DOCUMENTOS. En materia de lo que el poder civil podría haber hecho, un ejemplo palpable son los archivos militares. Al día de hoy hay un conjunto de “archivos”, por llamarlos de alguna manera, que contienen materiales excepcionales pese a que no haya ningún documento que diga los nombres de los que cometieron los asesinatos y desapariciones, ni de quienes los ordenaron. El hecho de que, por ahora, no hayan aparecido esos documentos no invalida la importancia de lo que se ha logrado rescatar. Para mencionar cuatro archivos: el llamado “Archivo Berrutti”, el de la cancillería, el de la Dirección Nacional de Información e Inteligencia y el de los Fusna comparten, en conjunto, relaciones de datos que, debidamente entrelazados, aportan elementos para esclarecer los casos no resueltos y, más aun, para comprender la razón de algunos crímenes, las responsabilidades jerárquicas y la metodología, todos elementos que acercan al esclarecimiento. Sin embargo, el hallazgo o la entrega de los reservorios de documentos, en lugar de ser el comienzo de un trabajo de investigación, fue considerado como el fin de la tarea. Los archivos se encuentran y después se mantienen allí, intocados; el gobierno no toma la decisión fundamental de utilizar esos documentos para conocer el detalle del pasado reciente, del que una parte, solamente, corresponde a la identificación de los responsables directos de los crímenes, y de poner en marcha un trabajo debidamente respaldado, material y políticamente.

□ □ □

__Instrucciones__:
A. Responde estas preguntas según el fragmento sobre los archivos militares:
(i) ¿Qué clase de documento no aparece en ninguno de esos archivos?
(ii) ¿Cuáles son los cuatro archivos que se mencionan?
(iii) ¿Cómo se consideró el hallazgo o la entrega de los reservorios de documentos?
B. Continúa el fragmento sobre los archivos militares a partir de su última oración.

__Datos proporcionados__:

□ □ □

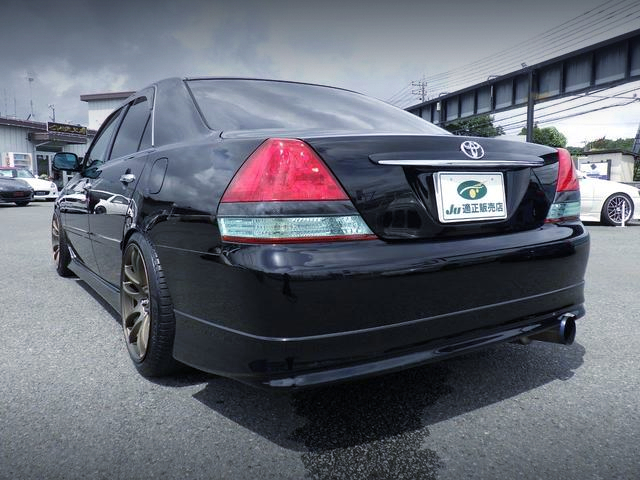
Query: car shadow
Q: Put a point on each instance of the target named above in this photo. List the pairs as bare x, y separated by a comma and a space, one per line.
377, 428
364, 428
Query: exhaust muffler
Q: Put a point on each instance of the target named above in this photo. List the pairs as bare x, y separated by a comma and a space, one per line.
563, 332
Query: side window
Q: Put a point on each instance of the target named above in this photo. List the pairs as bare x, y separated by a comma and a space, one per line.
98, 153
130, 133
146, 136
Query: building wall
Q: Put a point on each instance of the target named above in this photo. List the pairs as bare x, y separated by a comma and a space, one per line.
14, 139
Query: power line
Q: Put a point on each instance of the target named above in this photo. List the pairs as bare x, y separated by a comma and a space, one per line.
567, 35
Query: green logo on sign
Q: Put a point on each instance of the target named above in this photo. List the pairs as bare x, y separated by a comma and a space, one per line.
472, 190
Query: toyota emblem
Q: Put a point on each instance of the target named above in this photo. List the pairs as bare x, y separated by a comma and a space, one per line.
472, 149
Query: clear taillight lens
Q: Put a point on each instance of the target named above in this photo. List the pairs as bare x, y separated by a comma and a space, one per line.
282, 194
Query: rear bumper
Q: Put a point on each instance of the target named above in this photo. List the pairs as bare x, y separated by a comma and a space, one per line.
298, 316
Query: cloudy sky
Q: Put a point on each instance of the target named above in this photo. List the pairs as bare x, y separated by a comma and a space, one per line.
70, 47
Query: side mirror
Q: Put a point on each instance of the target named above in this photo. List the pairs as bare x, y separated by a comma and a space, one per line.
66, 161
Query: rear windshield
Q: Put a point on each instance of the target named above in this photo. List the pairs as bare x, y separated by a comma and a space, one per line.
261, 104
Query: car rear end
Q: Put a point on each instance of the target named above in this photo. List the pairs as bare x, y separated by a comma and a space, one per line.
347, 255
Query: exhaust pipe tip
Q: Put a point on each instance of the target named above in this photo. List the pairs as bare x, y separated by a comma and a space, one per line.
564, 332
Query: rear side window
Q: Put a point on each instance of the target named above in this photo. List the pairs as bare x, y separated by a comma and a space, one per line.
261, 104
130, 133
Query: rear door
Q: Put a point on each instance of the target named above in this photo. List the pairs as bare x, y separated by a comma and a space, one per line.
74, 198
110, 197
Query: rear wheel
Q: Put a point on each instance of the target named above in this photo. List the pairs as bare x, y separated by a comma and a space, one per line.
61, 255
147, 311
613, 207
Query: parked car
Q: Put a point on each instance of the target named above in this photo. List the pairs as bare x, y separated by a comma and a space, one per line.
15, 191
605, 201
287, 234
43, 189
115, 204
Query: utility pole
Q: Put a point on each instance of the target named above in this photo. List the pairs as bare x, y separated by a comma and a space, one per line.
30, 79
422, 89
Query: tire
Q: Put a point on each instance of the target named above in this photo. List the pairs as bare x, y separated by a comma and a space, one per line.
148, 320
612, 209
60, 248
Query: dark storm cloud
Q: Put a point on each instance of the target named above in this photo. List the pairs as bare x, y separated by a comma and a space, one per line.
75, 47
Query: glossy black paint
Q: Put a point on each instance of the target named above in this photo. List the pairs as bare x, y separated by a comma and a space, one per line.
284, 315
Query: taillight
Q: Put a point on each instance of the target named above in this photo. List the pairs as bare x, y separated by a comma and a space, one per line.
566, 205
284, 193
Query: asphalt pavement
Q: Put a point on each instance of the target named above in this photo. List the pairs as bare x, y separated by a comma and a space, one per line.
72, 405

□ □ □

__Respuestas__:
A.
(i) Ningún documento dice los nombres de quienes cometieron los asesinatos y desapariciones ni de quienes los ordenaron.
(ii) Son el llamado "Archivo Berrutti", el de la cancillería, el de la Dirección Nacional de Información e Inteligencia y el de los Fusna.
(iii) Se consideró el fin de la tarea, en lugar del comienzo de un trabajo de investigación.

B.
Si el estudio de la documentación militar es un recurso sustancial para el conocimiento de la verdad, entonces la preocupación oficial debería centrarse en ubicar los otros archivos militares que contienen la información más directa. El argumento de que los documentos comprometedores han sido destruidos es un intento burdo por ocultar, y sólo es posible aceptarlo si en verdad se comparte la decisión de no investigar, que es la contraparte directa de buscar. Todos los antecedentes históricos confirman que los archivos nunca se destruyen. Las sentencias contra los nazis en los juicios de Nuremberg se apoyaron exclusivamente en la documentación incautada, aunque existieran innumerables testimonios de las víctimas. La documentación de los aparatos de inteligencia soviéticos apareció intacta cuando la glasnost abrió las puertas de los archivos; y la documentación de la Stasi de Alemania Oriental se recuperó totalmente cuando cayó el muro de Berlín. En nuestro vecindario, los archivos de la dictadura guatemalteca siguen siendo ordenados y estudiados, lo mismo que el “Archivo del Terror” paraguayo, y los archivos del Dops, la temible policía política brasileña.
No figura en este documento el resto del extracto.